**What this task involves:** In the stretch of lines from the one containing "-- sample [664,446]." through the end of the records, swap "podium" for "lectern" and leave everything else as it is. Give back only those lines.

[Named object pointing records]
++++++++++
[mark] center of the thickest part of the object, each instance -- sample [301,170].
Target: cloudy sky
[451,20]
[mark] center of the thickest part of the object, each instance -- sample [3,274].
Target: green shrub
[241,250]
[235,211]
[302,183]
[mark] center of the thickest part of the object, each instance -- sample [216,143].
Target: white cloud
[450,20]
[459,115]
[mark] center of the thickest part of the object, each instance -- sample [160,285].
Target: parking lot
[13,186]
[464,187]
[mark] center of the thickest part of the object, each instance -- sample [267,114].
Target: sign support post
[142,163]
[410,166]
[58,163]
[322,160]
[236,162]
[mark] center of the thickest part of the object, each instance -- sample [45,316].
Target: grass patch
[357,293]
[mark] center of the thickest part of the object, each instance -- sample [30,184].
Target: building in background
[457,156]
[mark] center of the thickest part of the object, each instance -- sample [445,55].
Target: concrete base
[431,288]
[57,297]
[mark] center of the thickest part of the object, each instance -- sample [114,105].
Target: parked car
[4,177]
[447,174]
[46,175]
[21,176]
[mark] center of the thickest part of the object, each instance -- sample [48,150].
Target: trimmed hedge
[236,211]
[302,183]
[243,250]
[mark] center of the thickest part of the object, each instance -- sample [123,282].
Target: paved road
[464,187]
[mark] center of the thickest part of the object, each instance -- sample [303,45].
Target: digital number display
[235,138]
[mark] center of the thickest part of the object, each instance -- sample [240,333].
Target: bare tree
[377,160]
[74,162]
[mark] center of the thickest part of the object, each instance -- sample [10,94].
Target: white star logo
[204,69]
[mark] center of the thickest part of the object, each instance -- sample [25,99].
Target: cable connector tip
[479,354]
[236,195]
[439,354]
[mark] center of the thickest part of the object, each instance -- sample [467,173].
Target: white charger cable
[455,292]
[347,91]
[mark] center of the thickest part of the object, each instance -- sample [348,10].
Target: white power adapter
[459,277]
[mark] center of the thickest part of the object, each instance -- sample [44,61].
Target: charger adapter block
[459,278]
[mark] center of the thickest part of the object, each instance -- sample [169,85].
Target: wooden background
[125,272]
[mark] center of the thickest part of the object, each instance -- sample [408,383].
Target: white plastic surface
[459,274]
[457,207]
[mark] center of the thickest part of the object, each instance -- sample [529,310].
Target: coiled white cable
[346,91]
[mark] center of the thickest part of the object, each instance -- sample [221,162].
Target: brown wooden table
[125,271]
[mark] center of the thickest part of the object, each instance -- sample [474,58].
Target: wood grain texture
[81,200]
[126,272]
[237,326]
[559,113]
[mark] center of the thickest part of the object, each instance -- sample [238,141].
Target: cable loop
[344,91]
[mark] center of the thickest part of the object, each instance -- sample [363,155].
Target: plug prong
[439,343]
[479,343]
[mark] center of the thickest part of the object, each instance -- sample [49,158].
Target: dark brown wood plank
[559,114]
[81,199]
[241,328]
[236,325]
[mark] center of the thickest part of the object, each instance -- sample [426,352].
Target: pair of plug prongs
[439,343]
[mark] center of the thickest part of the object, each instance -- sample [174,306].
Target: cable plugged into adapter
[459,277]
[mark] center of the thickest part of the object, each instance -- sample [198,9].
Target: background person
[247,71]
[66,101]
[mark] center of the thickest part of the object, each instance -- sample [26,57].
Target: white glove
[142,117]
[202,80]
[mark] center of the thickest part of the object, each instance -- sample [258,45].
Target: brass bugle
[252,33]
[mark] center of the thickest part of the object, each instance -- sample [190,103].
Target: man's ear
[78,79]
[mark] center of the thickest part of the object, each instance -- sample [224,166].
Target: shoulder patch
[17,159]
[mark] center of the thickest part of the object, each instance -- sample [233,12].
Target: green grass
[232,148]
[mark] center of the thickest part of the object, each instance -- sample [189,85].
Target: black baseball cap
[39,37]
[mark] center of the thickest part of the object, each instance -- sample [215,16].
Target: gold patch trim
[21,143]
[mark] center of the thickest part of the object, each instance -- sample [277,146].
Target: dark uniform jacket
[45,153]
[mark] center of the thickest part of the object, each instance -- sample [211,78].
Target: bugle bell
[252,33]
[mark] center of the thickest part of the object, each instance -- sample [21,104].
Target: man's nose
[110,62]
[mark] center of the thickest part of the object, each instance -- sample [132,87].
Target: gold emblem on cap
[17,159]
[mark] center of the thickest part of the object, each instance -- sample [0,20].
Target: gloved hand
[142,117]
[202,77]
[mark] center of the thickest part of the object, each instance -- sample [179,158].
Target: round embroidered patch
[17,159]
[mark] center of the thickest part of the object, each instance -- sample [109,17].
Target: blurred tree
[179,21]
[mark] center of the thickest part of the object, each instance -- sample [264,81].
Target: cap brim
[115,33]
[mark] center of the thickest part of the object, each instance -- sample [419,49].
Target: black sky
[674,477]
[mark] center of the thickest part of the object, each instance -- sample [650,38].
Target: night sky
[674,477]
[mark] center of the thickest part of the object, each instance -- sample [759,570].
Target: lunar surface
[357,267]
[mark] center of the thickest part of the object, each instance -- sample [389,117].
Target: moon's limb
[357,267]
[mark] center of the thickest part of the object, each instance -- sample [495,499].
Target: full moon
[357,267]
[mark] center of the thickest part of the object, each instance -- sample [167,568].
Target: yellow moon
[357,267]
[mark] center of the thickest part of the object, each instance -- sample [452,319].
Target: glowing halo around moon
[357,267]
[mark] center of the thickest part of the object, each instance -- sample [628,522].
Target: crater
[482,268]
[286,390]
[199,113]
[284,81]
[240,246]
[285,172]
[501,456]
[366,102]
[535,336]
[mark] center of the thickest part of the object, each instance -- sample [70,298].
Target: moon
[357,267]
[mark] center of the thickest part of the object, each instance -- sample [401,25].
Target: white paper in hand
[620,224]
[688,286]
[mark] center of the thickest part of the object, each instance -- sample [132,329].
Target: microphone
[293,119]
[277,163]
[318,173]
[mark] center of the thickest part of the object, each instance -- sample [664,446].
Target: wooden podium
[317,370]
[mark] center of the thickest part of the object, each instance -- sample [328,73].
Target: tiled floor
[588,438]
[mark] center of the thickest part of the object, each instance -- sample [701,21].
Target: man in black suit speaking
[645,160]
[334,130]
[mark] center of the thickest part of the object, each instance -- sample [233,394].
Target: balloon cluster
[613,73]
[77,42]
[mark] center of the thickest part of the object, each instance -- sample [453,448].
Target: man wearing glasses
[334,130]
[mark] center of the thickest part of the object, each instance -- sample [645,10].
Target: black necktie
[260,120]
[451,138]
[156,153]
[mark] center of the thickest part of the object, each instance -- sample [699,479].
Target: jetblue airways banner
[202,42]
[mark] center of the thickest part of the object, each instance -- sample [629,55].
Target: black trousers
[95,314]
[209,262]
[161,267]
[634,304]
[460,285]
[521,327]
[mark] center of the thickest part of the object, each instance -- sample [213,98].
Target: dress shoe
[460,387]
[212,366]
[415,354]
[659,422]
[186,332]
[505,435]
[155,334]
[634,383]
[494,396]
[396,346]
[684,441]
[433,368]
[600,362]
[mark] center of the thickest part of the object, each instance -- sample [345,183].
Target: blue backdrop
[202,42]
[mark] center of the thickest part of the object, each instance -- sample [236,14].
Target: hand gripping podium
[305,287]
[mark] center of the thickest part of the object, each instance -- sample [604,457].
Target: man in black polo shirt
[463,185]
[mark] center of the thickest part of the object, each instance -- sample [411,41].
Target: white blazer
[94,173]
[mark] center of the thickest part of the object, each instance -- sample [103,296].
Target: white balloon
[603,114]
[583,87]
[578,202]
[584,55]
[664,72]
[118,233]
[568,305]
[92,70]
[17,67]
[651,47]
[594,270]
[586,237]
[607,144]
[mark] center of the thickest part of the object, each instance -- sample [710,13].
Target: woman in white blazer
++++++++++
**Task solution:**
[mark] center of the thickest part of the object, each instance -- sample [664,446].
Target: wooden lectern
[317,370]
[mark] center of the thickest part of the object, each instance -- sample [328,73].
Target: tiled floor
[588,438]
[mark] center of the thickest part of the object, each instance -- sample [701,21].
Target: man in black suit speaking
[645,160]
[334,130]
[mark] center of the thickest part of the object, each instance -- sample [233,394].
Target: balloon cluster
[613,73]
[77,42]
[mark] center of the thickest part of the object, each instance -- sample [453,448].
Target: man wearing glasses
[334,130]
[mark] center of the thickest part of the object, each instance -- sample [645,10].
Target: black necktie
[260,120]
[451,138]
[156,153]
[mark] center of the thickest part of the object, each instance -- sample [699,479].
Target: jetblue airways banner
[202,42]
[mark] center of the thickest part of the object, each instance -- sample [629,55].
Target: black trousers
[95,314]
[209,262]
[161,267]
[634,304]
[460,285]
[521,327]
[mark] center of the thickest part of the object, each instance -- sample [213,98].
Target: dress shoe
[460,387]
[212,366]
[415,354]
[659,422]
[186,332]
[505,435]
[155,334]
[634,383]
[494,396]
[396,346]
[684,441]
[433,368]
[600,362]
[mark] center of the thickest part of the object, each instance -- sample [345,183].
Target: blue backdrop
[202,42]
[mark] center of the thickest part of the object, each instance -- sample [236,14].
Target: hand gripping lectern
[305,287]
[mark] center of the thickest part of the object, each instance -- sample [604,457].
Target: man in black polo shirt
[463,185]
[mark] center of the thickest part of the object, each instance -- sample [411,41].
Target: white blazer
[94,173]
[mark] center of the thickest part of the object, each instance -- sample [103,296].
Target: white balloon
[603,114]
[583,87]
[578,202]
[584,55]
[664,72]
[118,233]
[568,305]
[92,70]
[17,67]
[651,47]
[594,270]
[586,237]
[607,144]
[mark] center of the thickest part of the object, each instance -- sample [710,13].
Target: woman in white blazer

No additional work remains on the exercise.